As busy as lives are these days, what doesn’t get planned will probably not happen.  For adults, spontaneity will rarely occur without some degree of conscious effort on someone’s part.  The spontaneous dancing and singing of Thanksgiving would not have been possible without my wife’s research and legwork.  Without tucking a harmonica into my pocket, there would have been no spontaneous Civil War era song.  This Sunday’s message is that Joy is a constituative dimension of human living.  It is not something to be left to chance.

In the spirit of consciously making space for joy in your life, I offer you a “Gadete Meditation” guaranteed to enhance your sense of joy and gratitude.

- - - - -

» **Work instructions**
Pick up the piece on making room for joy after its final sentence and carry it forward. The data that comes next has no connection to the piece on making room for joy.

» **Record set**
- - - - -

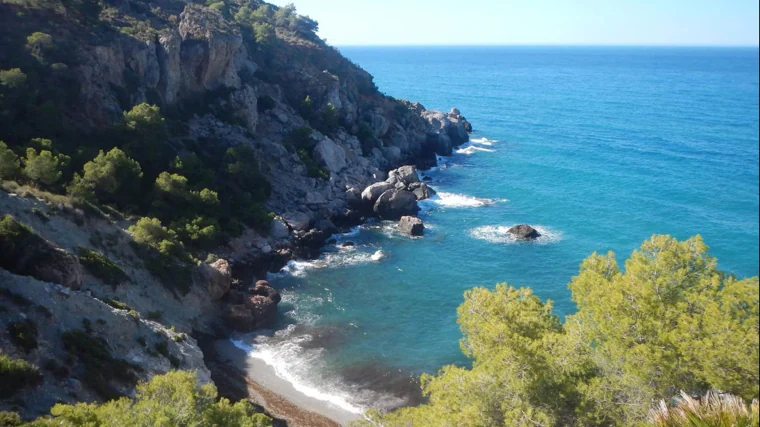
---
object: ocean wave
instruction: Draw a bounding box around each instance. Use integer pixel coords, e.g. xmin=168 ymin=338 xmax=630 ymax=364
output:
xmin=230 ymin=325 xmax=407 ymax=414
xmin=419 ymin=191 xmax=503 ymax=210
xmin=470 ymin=225 xmax=562 ymax=244
xmin=280 ymin=246 xmax=385 ymax=277
xmin=470 ymin=137 xmax=499 ymax=146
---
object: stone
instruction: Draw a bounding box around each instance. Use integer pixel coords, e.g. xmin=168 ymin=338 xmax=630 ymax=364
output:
xmin=362 ymin=182 xmax=393 ymax=205
xmin=198 ymin=258 xmax=232 ymax=301
xmin=507 ymin=224 xmax=541 ymax=240
xmin=373 ymin=189 xmax=420 ymax=221
xmin=269 ymin=217 xmax=290 ymax=239
xmin=314 ymin=137 xmax=346 ymax=174
xmin=282 ymin=212 xmax=311 ymax=231
xmin=409 ymin=182 xmax=436 ymax=200
xmin=398 ymin=216 xmax=425 ymax=236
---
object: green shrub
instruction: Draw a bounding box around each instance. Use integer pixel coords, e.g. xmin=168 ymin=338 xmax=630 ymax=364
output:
xmin=0 ymin=411 xmax=22 ymax=427
xmin=0 ymin=353 xmax=42 ymax=398
xmin=77 ymin=246 xmax=129 ymax=286
xmin=6 ymin=319 xmax=37 ymax=351
xmin=34 ymin=371 xmax=272 ymax=427
xmin=0 ymin=141 xmax=21 ymax=179
xmin=61 ymin=329 xmax=138 ymax=399
xmin=69 ymin=148 xmax=143 ymax=208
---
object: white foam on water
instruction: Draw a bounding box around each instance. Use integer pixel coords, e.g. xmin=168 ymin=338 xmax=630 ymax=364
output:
xmin=455 ymin=145 xmax=494 ymax=156
xmin=419 ymin=191 xmax=501 ymax=210
xmin=275 ymin=246 xmax=385 ymax=277
xmin=470 ymin=137 xmax=499 ymax=146
xmin=231 ymin=334 xmax=366 ymax=414
xmin=470 ymin=225 xmax=562 ymax=244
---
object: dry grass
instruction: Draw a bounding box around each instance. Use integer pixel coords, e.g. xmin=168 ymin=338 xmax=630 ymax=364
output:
xmin=648 ymin=391 xmax=760 ymax=427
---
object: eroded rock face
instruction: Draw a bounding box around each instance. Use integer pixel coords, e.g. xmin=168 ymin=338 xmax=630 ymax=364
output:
xmin=198 ymin=259 xmax=232 ymax=300
xmin=373 ymin=189 xmax=420 ymax=221
xmin=398 ymin=216 xmax=425 ymax=236
xmin=507 ymin=224 xmax=541 ymax=240
xmin=0 ymin=216 xmax=84 ymax=289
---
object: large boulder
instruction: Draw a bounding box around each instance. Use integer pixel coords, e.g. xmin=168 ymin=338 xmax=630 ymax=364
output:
xmin=246 ymin=280 xmax=282 ymax=327
xmin=385 ymin=165 xmax=420 ymax=187
xmin=409 ymin=182 xmax=436 ymax=200
xmin=398 ymin=216 xmax=425 ymax=236
xmin=198 ymin=259 xmax=232 ymax=300
xmin=0 ymin=215 xmax=83 ymax=289
xmin=314 ymin=137 xmax=346 ymax=174
xmin=373 ymin=189 xmax=420 ymax=221
xmin=507 ymin=224 xmax=541 ymax=240
xmin=362 ymin=182 xmax=393 ymax=205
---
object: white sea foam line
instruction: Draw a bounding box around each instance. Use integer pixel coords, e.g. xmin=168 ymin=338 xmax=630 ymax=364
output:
xmin=419 ymin=191 xmax=497 ymax=209
xmin=231 ymin=340 xmax=364 ymax=414
xmin=470 ymin=225 xmax=562 ymax=244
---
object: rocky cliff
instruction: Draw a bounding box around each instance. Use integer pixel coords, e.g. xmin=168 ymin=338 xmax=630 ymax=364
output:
xmin=0 ymin=0 xmax=472 ymax=416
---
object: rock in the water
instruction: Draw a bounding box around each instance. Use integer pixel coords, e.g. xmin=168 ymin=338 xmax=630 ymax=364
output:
xmin=362 ymin=182 xmax=393 ymax=205
xmin=282 ymin=212 xmax=311 ymax=231
xmin=247 ymin=280 xmax=282 ymax=327
xmin=373 ymin=189 xmax=420 ymax=221
xmin=398 ymin=216 xmax=425 ymax=236
xmin=198 ymin=259 xmax=232 ymax=300
xmin=507 ymin=224 xmax=541 ymax=240
xmin=269 ymin=218 xmax=290 ymax=239
xmin=409 ymin=182 xmax=436 ymax=200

- - - - -

» **Output of the exercise**
GAUDETE EXERCISE

Set aside no more than ten to twenty minutes.  After closing your eyes and getting focused, simply ask the Holy Spirit to lift into your consciousness experiences of joy from the last day, year, or decade.  As one of these scenes appears on the screen of your imagination, I invite you to step into the scene with all of your senses.  Go ahead and see, hear, smell, and feel that scene all over again.  Stay with the experience until you smile.  At the end of your time, voice a heartfelt prayer of gratitude.  If you have any extra time left over, see if another scene shows up yet again.  If it does, repeat the process.  At this point in the process, Saint Ignatius of Loyola would invite you to journal what showed up during this process.  Who am I to argue with a saint, but I’d also like to see you have a conversation about what showed up for you with another human being.